-- START PROVIDED RECORDS --

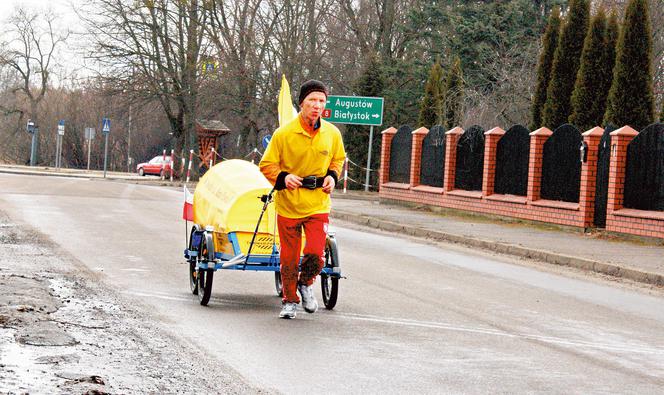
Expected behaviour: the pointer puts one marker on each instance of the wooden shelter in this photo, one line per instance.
(208, 131)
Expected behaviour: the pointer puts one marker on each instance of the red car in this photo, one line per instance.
(154, 166)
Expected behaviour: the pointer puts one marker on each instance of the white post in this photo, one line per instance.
(366, 183)
(163, 165)
(172, 162)
(191, 159)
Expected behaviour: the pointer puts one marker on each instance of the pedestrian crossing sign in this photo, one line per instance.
(106, 125)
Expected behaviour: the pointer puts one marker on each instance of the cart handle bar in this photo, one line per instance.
(266, 199)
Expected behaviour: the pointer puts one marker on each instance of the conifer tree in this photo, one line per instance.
(566, 64)
(549, 44)
(631, 100)
(588, 99)
(356, 138)
(612, 33)
(453, 99)
(430, 109)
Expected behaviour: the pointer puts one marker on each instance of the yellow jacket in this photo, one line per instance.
(292, 150)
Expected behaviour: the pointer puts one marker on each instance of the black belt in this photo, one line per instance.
(312, 182)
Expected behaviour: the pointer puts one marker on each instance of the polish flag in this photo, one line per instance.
(188, 208)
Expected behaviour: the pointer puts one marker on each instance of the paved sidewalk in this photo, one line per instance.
(638, 260)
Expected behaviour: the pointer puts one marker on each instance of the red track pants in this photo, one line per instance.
(290, 240)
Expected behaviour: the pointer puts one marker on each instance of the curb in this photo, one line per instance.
(503, 248)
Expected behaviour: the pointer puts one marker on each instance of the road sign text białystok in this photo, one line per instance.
(355, 110)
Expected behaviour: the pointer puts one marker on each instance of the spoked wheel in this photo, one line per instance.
(193, 277)
(205, 276)
(278, 284)
(329, 284)
(194, 243)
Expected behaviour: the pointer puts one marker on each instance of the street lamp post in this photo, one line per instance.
(129, 142)
(33, 130)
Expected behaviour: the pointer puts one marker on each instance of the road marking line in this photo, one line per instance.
(444, 326)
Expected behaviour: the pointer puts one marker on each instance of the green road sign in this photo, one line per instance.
(355, 110)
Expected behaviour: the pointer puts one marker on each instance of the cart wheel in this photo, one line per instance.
(205, 285)
(330, 287)
(277, 284)
(193, 273)
(205, 252)
(329, 284)
(193, 277)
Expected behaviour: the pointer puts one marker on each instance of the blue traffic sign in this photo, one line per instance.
(106, 125)
(266, 141)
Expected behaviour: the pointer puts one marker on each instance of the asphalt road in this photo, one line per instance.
(411, 317)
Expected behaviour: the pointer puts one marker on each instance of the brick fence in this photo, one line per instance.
(529, 207)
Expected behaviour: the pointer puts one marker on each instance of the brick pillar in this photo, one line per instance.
(537, 140)
(620, 139)
(387, 136)
(491, 139)
(416, 155)
(452, 138)
(589, 176)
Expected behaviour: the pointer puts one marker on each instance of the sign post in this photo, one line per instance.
(89, 135)
(106, 130)
(58, 145)
(356, 110)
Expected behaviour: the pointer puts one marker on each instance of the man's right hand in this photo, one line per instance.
(293, 182)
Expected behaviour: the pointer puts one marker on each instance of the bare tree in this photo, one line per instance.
(29, 53)
(152, 50)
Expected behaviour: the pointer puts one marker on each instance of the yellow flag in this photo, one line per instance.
(285, 105)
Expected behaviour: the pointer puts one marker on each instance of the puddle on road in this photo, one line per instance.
(17, 371)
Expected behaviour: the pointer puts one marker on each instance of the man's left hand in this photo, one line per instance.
(328, 184)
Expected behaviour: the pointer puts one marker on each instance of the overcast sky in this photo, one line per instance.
(69, 57)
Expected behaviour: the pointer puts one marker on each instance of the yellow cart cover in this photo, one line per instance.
(228, 198)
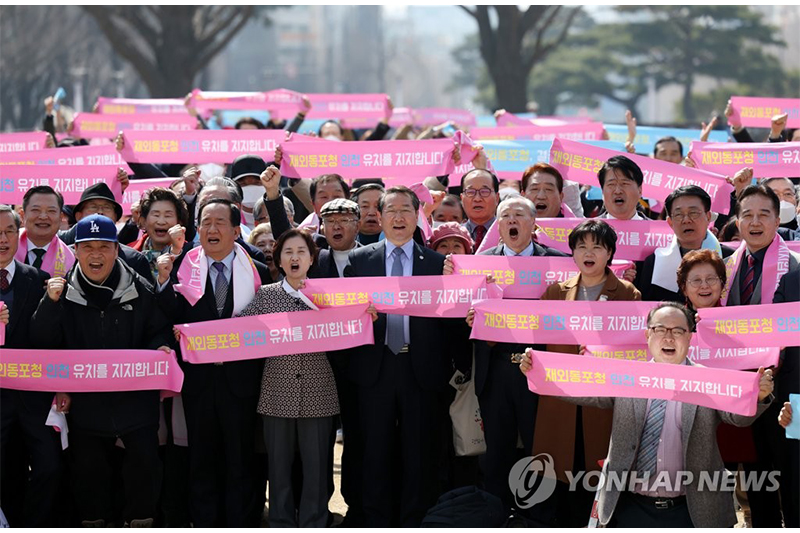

-- END PROVIDED RECORDS --

WHAT YOU NEED TO DO> Report each line of the material that contains the word "brick", copying every such line in full. Case counts.

WRITTEN RESPONSE>
Expected behaviour: the pointer puts one marker on each instance of the brick fence in this photo, one line per instance.
Expected behaviour: the pointer puts one marker on each instance of the brick pillar in this photo, one line per instance.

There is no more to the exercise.